→ PROBLEMA SCRITTO A:
Come si traduce in inglese questa frase dell'intervista: «Quell’anno segnò la fine della poesia autobiografica, per cinque anni non scrissi perché non sapevo cosa dire.»?

→ PAGINA:
Qualcuno ha scritto che la tua scrittura a un certo punto si è fatta autobiografica, anzi obliquamente autobiografica, come sarebbe avvenuto in Buio, più buio, (Darker) poema del 1970, poi via via questo io che si sentiva molto minacciato dall’esterno approda a un io più interiore, accade forse, questo lo dice la critica, nella tua poesia più famosa la ‘Denarrazione’, una poesia lunga. Cosa ha determinato il cambiamento nella tua scrittura?
Prima di tutto credo che Darker non sia così autobiografico, credo che nella poesia americana ci sia stato un movimento verso l’autobiografia a causa di tutti i poeti confessionali del tempo, e io non volevo essere lasciato fuori, almeno la parte più conformista di me, volevo farne parte, ma non è durato molto, quando uscirono i miei Selected Poems e scrissi i Nova Scotia Poems, ne avevo abbastanza di poesia confessionale, capii che non era per me, non ero un buon poeta autobiografico, e capii che dovevo indirizzare altrove la mia attenzione, ma non credo che le mie poesie autobiografiche siano le mie migliori, sono più fiction che autobiografia, la storia di una vita, fiction, che rappresenta la mia vita e stranamente, all’epoca, provai una certa forma di repulsione per quella mia poesia, non c’era niente di interessante nella mia vita che valesse la pena rivisitare, credo che la mia forza fosse più sul lato dell’ironia, della fantasia, nell’invenzione, nel raccontare vite alternative, perché scrivere della vita che facevo io quando potevo inventare delle vite più interessanti? Quindi la misi da parte.
Nel 1978 diventi poi un poeta di fama internazionale pubblicando L’ora tarda, vai a insegnare nelle più importanti università americane e tiri fuori un io ironico che fino a quel momento non era apparso nella tua poesia. Ci parli di questo cambiamento?
Beh, non accadde nel 1978. Quell’anno segnò la fine della poesia autobiografica, per cinque anni non scrissi perché non sapevo cosa dire. È facile rivolgersi all’ironia, alla fantasia … ma non succedeva niente, cominciai a scrivere articoli per riviste, scrissi libri per bambini, dei racconti, e poi ciò che mi indirizzò verso i libri successivi fu effettivamente la traduzione dell’ Eneide di Robert Fitzgerald, fece partire una esplosione interna, improvvisamente la mia lingua si fece più ricca, le frasi più elaborate e più lunghe, niente di autobiografico, mi divertivo molto a scrivere, e lo devo a Robert Fitzgerald e a Virgilio.

→ PROBLEMA SCRITTO B:
Puoi trasformare in una lista numerata le righe dell'elenco qui sotto, a partire da quella che contiene "find person in dark clothing" e arrivando fino alla fine dell'elenco, estremi compresi e righe vuote escluse?

[Dati estratti da una raccolta]
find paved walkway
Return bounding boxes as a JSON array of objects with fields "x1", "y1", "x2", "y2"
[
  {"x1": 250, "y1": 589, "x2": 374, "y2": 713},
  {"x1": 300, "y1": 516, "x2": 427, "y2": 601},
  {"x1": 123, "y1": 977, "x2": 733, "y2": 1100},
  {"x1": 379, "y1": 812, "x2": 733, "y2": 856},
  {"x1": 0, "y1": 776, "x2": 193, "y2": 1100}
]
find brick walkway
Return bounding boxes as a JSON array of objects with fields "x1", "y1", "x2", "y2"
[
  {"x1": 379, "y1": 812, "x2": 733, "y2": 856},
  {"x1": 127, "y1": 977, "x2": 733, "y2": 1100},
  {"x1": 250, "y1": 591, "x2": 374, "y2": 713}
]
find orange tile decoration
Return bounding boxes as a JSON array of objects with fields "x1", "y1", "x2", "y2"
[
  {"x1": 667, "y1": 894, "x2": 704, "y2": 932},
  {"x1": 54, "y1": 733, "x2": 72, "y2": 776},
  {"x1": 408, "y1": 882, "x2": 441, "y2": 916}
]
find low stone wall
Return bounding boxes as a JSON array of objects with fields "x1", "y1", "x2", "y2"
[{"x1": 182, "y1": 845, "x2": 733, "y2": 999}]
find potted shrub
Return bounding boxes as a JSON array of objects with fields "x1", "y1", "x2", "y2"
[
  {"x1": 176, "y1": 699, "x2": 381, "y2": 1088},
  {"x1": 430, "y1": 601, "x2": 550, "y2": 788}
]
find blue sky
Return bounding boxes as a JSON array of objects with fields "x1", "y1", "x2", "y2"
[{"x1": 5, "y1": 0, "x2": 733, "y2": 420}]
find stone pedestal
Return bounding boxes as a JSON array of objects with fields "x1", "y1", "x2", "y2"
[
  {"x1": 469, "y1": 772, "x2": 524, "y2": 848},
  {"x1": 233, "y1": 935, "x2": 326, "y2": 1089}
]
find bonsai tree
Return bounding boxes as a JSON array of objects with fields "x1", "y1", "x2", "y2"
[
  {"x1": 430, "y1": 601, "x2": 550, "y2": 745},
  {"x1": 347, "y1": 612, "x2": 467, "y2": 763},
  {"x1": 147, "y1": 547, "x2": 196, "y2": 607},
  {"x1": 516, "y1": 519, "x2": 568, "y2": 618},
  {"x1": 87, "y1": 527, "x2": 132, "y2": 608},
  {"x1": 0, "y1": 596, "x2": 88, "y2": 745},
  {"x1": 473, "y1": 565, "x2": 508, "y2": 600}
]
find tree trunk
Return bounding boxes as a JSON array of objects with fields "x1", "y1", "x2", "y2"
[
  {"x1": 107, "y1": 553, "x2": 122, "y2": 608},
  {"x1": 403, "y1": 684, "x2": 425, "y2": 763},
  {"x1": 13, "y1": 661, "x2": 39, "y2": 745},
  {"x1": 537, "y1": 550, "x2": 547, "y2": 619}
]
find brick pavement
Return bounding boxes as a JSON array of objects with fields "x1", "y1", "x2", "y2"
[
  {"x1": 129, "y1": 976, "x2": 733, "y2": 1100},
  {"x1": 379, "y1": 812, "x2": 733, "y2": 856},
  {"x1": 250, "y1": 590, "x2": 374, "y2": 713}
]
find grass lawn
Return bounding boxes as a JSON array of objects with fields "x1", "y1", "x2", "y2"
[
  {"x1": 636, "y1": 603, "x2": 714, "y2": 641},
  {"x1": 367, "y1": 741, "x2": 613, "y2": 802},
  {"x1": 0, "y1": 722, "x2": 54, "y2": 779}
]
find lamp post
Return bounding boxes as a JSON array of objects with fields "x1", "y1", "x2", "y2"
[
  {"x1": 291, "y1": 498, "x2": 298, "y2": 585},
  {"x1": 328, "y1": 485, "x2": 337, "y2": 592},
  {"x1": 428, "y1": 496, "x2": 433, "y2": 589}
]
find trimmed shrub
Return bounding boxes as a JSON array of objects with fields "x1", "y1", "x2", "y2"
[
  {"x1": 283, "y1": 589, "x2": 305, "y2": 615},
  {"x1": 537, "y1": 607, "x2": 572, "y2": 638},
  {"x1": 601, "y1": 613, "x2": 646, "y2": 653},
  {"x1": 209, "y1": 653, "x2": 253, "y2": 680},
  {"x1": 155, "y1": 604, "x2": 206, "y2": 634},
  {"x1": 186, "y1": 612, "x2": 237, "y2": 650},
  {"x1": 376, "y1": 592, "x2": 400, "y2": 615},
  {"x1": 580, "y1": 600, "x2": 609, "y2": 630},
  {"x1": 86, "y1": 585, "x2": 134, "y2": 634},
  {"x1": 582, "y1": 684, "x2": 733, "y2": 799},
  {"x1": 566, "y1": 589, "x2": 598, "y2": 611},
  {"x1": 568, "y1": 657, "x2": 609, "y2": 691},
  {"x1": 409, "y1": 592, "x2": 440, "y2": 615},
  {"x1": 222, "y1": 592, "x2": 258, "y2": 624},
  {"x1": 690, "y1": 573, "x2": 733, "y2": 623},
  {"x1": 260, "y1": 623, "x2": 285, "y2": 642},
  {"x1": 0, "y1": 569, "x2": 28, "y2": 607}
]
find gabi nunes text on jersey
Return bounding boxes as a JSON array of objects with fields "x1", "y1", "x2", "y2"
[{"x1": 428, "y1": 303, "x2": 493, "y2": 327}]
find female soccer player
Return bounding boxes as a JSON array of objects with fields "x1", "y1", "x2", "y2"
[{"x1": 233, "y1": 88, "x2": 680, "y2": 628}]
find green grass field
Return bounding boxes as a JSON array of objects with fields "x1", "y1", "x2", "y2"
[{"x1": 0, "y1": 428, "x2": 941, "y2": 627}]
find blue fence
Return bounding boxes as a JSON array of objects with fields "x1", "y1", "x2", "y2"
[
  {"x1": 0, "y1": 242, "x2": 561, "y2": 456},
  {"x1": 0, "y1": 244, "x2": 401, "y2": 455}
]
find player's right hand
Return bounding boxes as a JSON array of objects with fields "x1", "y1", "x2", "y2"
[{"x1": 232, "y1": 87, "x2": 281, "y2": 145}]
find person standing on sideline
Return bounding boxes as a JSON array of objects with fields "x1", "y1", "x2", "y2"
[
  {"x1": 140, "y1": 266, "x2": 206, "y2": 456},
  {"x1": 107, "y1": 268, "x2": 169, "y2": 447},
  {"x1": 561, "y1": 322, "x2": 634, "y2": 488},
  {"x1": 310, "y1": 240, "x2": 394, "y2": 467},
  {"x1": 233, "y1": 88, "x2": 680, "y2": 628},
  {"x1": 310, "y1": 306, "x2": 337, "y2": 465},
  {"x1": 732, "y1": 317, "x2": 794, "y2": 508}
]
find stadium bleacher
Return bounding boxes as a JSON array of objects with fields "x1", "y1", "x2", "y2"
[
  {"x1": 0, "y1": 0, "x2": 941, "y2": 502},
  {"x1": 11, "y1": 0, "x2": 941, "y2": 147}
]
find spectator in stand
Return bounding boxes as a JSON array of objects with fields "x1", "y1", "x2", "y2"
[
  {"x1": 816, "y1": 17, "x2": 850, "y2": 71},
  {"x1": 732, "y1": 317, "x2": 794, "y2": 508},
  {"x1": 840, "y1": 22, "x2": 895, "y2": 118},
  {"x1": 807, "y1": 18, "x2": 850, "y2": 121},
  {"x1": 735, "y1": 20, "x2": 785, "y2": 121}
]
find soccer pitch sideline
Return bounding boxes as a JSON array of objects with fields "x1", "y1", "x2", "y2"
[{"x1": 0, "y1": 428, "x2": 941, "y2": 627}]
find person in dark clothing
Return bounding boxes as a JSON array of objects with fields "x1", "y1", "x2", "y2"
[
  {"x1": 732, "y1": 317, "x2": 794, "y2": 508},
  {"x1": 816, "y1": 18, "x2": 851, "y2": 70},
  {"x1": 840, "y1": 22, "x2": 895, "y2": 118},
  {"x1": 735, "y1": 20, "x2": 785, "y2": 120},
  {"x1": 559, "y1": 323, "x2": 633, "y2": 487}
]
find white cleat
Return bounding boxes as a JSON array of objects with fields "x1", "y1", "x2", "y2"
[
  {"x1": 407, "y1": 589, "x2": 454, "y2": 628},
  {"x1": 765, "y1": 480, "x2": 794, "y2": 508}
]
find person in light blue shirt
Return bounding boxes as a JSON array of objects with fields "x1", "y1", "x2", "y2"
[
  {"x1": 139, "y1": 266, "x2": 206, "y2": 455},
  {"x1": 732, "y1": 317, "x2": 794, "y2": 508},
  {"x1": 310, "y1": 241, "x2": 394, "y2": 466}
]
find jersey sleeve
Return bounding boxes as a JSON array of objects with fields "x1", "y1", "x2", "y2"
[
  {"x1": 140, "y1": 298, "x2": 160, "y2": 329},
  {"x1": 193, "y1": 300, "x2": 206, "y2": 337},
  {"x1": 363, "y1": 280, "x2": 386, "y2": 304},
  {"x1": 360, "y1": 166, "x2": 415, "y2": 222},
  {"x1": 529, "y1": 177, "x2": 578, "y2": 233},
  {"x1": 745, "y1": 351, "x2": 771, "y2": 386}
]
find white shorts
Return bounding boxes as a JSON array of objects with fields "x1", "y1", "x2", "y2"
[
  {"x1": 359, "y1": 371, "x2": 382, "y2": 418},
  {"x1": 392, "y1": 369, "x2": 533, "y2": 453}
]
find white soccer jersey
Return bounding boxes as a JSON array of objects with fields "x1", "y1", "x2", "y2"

→ RISULTATO ATTESO A:
That year marked the end of autobiographical poetry; for five years I didn't write because I didn't know what to say.

→ RISULTATO ATTESO B:
1. find person in dark clothing
2. Return bounding boxes as a JSON array of objects with fields "x1", "y1", "x2", "y2"
3. [
4.   {"x1": 732, "y1": 317, "x2": 794, "y2": 508},
5.   {"x1": 816, "y1": 18, "x2": 851, "y2": 70},
6.   {"x1": 840, "y1": 22, "x2": 895, "y2": 118},
7.   {"x1": 735, "y1": 20, "x2": 785, "y2": 120},
8.   {"x1": 559, "y1": 323, "x2": 633, "y2": 487}
9. ]
10. find white cleat
11. Return bounding boxes as a JSON array of objects with fields "x1", "y1", "x2", "y2"
12. [
13.   {"x1": 407, "y1": 589, "x2": 454, "y2": 628},
14.   {"x1": 765, "y1": 480, "x2": 794, "y2": 508}
15. ]
16. find person in light blue shirt
17. Return bounding boxes as a JSON array of objects with fields "x1", "y1", "x2", "y2"
18. [
19.   {"x1": 139, "y1": 266, "x2": 206, "y2": 455},
20.   {"x1": 732, "y1": 317, "x2": 794, "y2": 508},
21.   {"x1": 310, "y1": 241, "x2": 394, "y2": 466}
22. ]
23. find jersey sleeve
24. Return bounding boxes as a JSON array of objects with fields "x1", "y1", "x2", "y2"
25. [
26.   {"x1": 140, "y1": 298, "x2": 160, "y2": 329},
27.   {"x1": 193, "y1": 300, "x2": 206, "y2": 337},
28.   {"x1": 363, "y1": 280, "x2": 386, "y2": 304},
29.   {"x1": 360, "y1": 166, "x2": 415, "y2": 222},
30.   {"x1": 529, "y1": 177, "x2": 578, "y2": 233},
31.   {"x1": 745, "y1": 351, "x2": 771, "y2": 386}
32. ]
33. find white shorts
34. Return bounding boxes as a JSON array of objects with fields "x1", "y1", "x2", "y2"
35. [
36.   {"x1": 359, "y1": 371, "x2": 382, "y2": 418},
37.   {"x1": 392, "y1": 369, "x2": 533, "y2": 453}
38. ]
39. find white soccer jersey
40. Return bounding boxes as a JSON array of objects with fields "x1", "y1", "x2", "y2"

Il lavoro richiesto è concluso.